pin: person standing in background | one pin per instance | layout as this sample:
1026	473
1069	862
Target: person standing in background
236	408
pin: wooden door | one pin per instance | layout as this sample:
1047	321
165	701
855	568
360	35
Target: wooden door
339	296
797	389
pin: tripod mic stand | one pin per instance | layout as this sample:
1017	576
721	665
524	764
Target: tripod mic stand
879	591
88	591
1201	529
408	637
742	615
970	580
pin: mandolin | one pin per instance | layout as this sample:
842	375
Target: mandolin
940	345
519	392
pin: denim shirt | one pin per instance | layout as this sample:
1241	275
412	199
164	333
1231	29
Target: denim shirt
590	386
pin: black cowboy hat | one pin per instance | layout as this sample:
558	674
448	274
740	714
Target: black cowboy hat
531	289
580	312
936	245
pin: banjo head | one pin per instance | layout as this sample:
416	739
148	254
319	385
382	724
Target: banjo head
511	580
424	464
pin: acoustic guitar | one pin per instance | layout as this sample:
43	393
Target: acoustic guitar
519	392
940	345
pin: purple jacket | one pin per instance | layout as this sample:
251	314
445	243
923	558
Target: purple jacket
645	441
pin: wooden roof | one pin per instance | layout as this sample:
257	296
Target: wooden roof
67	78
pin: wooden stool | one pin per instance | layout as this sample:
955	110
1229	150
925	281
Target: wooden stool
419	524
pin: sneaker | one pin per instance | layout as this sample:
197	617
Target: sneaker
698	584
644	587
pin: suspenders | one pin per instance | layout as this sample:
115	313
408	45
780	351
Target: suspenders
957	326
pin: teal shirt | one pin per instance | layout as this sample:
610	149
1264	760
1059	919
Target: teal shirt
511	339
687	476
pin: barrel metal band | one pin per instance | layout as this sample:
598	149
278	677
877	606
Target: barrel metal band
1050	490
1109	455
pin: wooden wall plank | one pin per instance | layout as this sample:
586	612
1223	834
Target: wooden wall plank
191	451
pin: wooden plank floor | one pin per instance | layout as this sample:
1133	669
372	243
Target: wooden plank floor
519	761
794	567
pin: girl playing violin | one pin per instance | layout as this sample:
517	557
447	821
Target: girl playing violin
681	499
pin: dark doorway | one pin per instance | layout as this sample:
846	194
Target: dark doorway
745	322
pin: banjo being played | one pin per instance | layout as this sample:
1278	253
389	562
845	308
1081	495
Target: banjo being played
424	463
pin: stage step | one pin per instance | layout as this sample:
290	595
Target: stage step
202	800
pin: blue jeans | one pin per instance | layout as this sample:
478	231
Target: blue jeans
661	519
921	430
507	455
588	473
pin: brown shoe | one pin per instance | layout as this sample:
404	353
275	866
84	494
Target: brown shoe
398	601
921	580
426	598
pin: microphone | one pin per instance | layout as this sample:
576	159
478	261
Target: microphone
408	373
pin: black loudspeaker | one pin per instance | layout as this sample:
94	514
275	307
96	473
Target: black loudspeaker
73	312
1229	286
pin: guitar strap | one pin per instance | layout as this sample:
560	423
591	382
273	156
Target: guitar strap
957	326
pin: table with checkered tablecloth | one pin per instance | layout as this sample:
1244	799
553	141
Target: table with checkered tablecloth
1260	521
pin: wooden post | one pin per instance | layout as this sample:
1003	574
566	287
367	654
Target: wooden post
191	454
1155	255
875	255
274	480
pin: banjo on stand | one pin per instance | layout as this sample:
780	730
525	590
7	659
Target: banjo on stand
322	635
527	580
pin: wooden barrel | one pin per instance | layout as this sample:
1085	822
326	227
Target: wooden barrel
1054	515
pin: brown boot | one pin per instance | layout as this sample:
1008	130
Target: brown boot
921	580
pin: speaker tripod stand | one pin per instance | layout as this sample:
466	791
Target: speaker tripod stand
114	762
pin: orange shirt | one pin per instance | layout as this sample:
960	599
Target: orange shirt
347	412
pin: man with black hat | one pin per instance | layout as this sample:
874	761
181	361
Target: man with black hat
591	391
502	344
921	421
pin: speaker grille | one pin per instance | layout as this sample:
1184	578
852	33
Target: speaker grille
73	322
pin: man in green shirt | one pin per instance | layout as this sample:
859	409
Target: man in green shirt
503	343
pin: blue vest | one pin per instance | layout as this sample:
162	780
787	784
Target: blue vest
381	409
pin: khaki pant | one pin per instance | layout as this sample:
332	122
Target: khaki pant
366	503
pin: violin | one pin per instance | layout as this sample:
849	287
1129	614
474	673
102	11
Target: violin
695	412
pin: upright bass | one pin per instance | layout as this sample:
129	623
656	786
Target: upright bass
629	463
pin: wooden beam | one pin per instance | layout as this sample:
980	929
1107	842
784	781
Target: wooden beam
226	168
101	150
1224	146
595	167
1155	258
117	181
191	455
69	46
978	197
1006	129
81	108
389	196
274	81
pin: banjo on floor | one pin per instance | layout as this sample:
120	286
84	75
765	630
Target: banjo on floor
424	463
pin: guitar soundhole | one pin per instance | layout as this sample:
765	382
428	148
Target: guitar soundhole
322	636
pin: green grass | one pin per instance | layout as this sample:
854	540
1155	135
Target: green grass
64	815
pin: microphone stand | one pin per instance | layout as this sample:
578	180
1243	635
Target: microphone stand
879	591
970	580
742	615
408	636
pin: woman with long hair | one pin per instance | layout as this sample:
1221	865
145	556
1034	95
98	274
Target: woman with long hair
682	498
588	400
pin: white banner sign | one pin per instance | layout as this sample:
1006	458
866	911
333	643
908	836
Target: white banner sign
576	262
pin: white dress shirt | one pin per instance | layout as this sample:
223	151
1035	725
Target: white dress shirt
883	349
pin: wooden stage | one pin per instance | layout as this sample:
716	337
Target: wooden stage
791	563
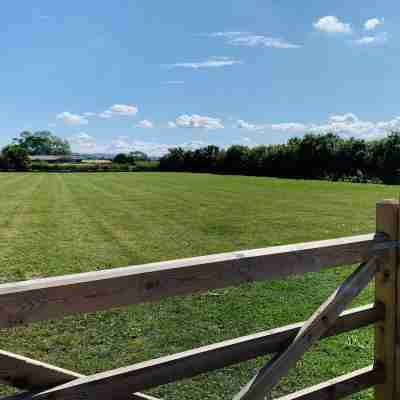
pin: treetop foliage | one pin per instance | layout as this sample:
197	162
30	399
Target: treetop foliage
324	156
43	143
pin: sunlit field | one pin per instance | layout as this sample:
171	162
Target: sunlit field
54	224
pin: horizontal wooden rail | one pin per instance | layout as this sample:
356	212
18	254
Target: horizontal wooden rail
340	387
119	383
41	299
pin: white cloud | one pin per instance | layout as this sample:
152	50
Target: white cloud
115	110
378	39
348	118
105	114
332	24
241	124
342	124
373	23
294	127
83	141
212	62
252	40
145	124
262	41
198	121
123	109
72	119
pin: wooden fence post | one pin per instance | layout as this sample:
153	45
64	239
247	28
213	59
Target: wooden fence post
386	293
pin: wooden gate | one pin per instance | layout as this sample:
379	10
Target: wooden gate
378	255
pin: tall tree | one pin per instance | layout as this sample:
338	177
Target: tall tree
43	143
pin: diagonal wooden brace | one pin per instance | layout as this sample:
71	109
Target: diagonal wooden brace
320	322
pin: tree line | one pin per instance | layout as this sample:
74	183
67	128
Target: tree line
314	156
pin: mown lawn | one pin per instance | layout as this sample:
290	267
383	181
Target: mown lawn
53	224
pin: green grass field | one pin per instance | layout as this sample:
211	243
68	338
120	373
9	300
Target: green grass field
53	224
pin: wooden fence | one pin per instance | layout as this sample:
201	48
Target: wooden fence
378	255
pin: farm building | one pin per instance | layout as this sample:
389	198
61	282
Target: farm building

Exercise aim: Reproduce the whole listing verbatim and keep all pictures out of it.

Task output:
pin: person standing in background | one pin per instance | layout as this sample:
1026	473
1069	862
Target: person standing in background
236	408
pin: wooden door | one pin per instance | layout as this sample:
1047	321
165	701
855	568
360	35
Target: wooden door
339	296
797	389
pin: tripod mic stand | one pin per instance | layout as this sample:
1017	576
721	665
524	764
Target: tripod mic stand
879	591
88	591
1201	529
408	637
742	615
970	580
pin: mandolin | one pin per instance | layout as this sample:
842	375
Target: mandolin
940	345
519	392
pin: denim shirt | one pin per instance | layout as this sample:
1241	275
412	199
164	333
1231	29
Target: denim shirt
590	386
pin: black cowboy hat | one pin per instance | layout as this sample:
558	674
448	274
740	714
Target: black cowboy hat
531	289
580	312
936	245
pin: banjo head | one pin per instance | layout as this sample:
416	739
148	254
319	385
382	724
Target: banjo head
511	580
424	464
pin: acoustic guitar | one pin per instance | layout as this sample:
43	393
Target: acoustic guitar
519	392
940	345
pin: purple jacket | one pin per instance | layout as this sample:
251	314
445	243
923	558
Target: purple jacket
645	441
pin: wooden roof | one pin per instance | layout as this sample:
257	296
Target: wooden roof
67	78
pin: wooden stool | one pin per instance | layout as this sample:
955	110
1229	150
925	281
Target: wooden stool
419	524
pin: sneaker | one pin per instance | layout as this sample:
197	617
Target: sneaker
698	584
644	587
pin: suspenders | one pin per instance | layout as this sample:
115	313
408	45
780	351
Target: suspenders
957	326
pin: teal shirt | one pin per instance | layout as this sample:
610	149
1264	760
1059	919
Target: teal shirt
511	339
687	476
pin: barrel metal band | one pin per instance | layout as this sample:
598	149
278	677
877	606
Target: barrel metal band
1050	490
1109	455
pin: wooden wall plank | one pin per instance | layout as this sample:
586	612
1223	834
Target: wooden wall plank
191	451
pin: wooden plank floor | one pin per instance | layout as this sample:
1133	669
372	243
Target: wooden plank floor
519	761
794	567
pin: girl playing violin | one pin per instance | layout as this sample:
517	557
447	821
Target: girl playing violin
681	499
pin: dark doorway | one pin per instance | layout as this sample:
846	194
Target: dark doorway
745	322
pin: banjo being played | one pin per instance | layout as this sample:
1278	253
389	562
845	308
1081	495
Target: banjo being played
424	463
pin: stage step | one pin per instance | layout as this sample:
290	595
Target: stage step
202	800
pin: blue jeans | one pin per instance | layout as this sample:
478	231
Target: blue jeans
661	519
921	430
507	455
588	473
pin: brown shoe | one pin per instance | layout as this sample:
404	353
275	866
84	494
Target: brown shoe
398	601
921	580
426	598
pin: microphone | one pin per instance | layout as this sample:
576	159
478	261
Target: microphone
408	373
pin: black loudspeaker | one pin per instance | layout as this sample:
94	514
275	307
96	473
Target: black loudspeaker
73	312
1229	286
pin: guitar strap | one pin per instance | layout as this sample:
560	423
591	382
273	156
Target: guitar strap
957	326
pin: table with checkered tablecloth | one pin per instance | layout as this sample:
1244	799
553	141
Target: table with checkered tablecloth
1260	521
pin: wooden post | one pin per instance | layout as this sample:
1003	574
566	287
367	654
Target: wooden post
191	454
1155	255
875	255
274	480
pin: banjo on stand | one pin per instance | layout as this sample:
780	730
525	590
7	659
Target: banjo on stand
322	635
527	580
pin: wooden barrel | one pin per instance | layout as this sample:
1085	822
326	227
Target: wooden barrel
1054	515
pin: brown boot | one pin per instance | layout as this sample:
1008	130
Target: brown boot
921	580
pin: speaker tripod stand | one pin per instance | layout as this sample:
466	791
Target: speaker tripod stand
114	762
pin: orange shirt | one pin per instance | layout as this sample:
960	599
Target: orange shirt
347	412
pin: man with black hat | one pin per instance | layout as this sample:
874	761
181	361
Target: man with black hat
591	391
502	344
921	421
pin: speaker grille | one pin per instance | layout as this sample:
1184	578
852	33
Target: speaker grille
73	322
pin: man in green shirt | one pin per instance | layout as this sample:
859	409
Target: man in green shirt
503	343
pin: blue vest | one pin per instance | layout as this sample:
162	780
787	784
Target: blue vest
381	409
pin: khaki pant | one pin per instance | layout as this sample:
332	122
Target: khaki pant
366	503
pin: violin | one pin per instance | layout as this sample:
849	287
1129	614
474	673
102	11
Target: violin
695	412
pin: upright bass | one pin per instance | layout as this sample:
129	623
656	786
Target: upright bass
629	463
pin: wooden beam | one pin per instance | layout as this sample:
980	929
1107	842
784	781
Target: wooden beam
226	168
101	150
1224	146
595	167
1155	258
117	181
191	455
69	46
978	197
1006	129
81	108
389	196
274	81
pin: banjo on floor | one pin per instance | layout as this sample:
120	286
84	75
765	630
Target: banjo on floor
424	463
pin: guitar soundhole | one pin per instance | layout as this sample:
765	382
428	148
Target: guitar soundhole
322	636
pin: green grass | one pin per instance | layout as this sample:
854	540
1155	135
Target: green grass
64	815
pin: microphone stand | one pin per instance | layout as this sample:
578	180
1243	635
Target: microphone stand
879	591
970	580
742	615
408	636
pin: woman with long hair | one pin per instance | layout as this sample:
1221	865
145	556
1034	95
98	274
Target: woman with long hair
682	498
588	400
pin: white banner sign | one pin per instance | layout as this sample:
1006	458
866	911
333	643
908	836
Target: white banner sign
576	262
pin: white dress shirt | one pin per instance | layout as this sample:
223	151
1035	725
Target: white dress shirt
883	349
pin: wooden stage | one pin per instance | layout as this sample:
716	337
Target: wooden stage
791	563
pin: treetop foliage | one pin per instance | layout as this sample:
197	162
30	399
Target: treetop foliage
324	156
43	143
pin: sunlit field | one pin per instance | layout as this sample:
171	162
Target: sunlit field
54	224
pin: horizontal wooden rail | one pin per instance | layout as this sample:
356	212
18	254
Target: horizontal wooden rail
340	387
119	383
41	299
pin: white cloud | one pin per instance | layout as this sample:
152	50
Target: white cloud
115	110
378	39
348	118
105	114
332	24
241	124
342	124
373	23
294	127
83	141
212	62
252	40
145	124
262	41
198	121
123	109
72	119
pin: wooden fence post | one pin per instance | layout as this sample:
153	45
64	239
247	28
213	59
Target: wooden fence post
386	293
pin: wooden gate | one pin per instance | layout as this sample:
379	10
Target: wooden gate
378	255
pin: tall tree | one pin per instance | layout as this sample:
338	177
Target: tall tree
43	143
pin: diagonal wooden brace | one pin per instance | layout as this sample:
71	109
Target: diagonal wooden brace
320	322
pin: tree line | one pin per instance | layout as this sample:
74	183
67	128
Target: tree line
314	156
pin: mown lawn | one pin per instance | layout as this sample:
290	267
383	181
Target: mown lawn
53	224
pin: green grass field | one pin per instance | layout as this sample:
211	243
68	338
120	373
9	300
Target: green grass field
53	224
pin: wooden fence | one pin per instance | layout as this sample:
201	48
Target: wooden fence
378	255
pin: farm building | one pin per instance | layout as this sample:
389	198
61	282
Target: farm building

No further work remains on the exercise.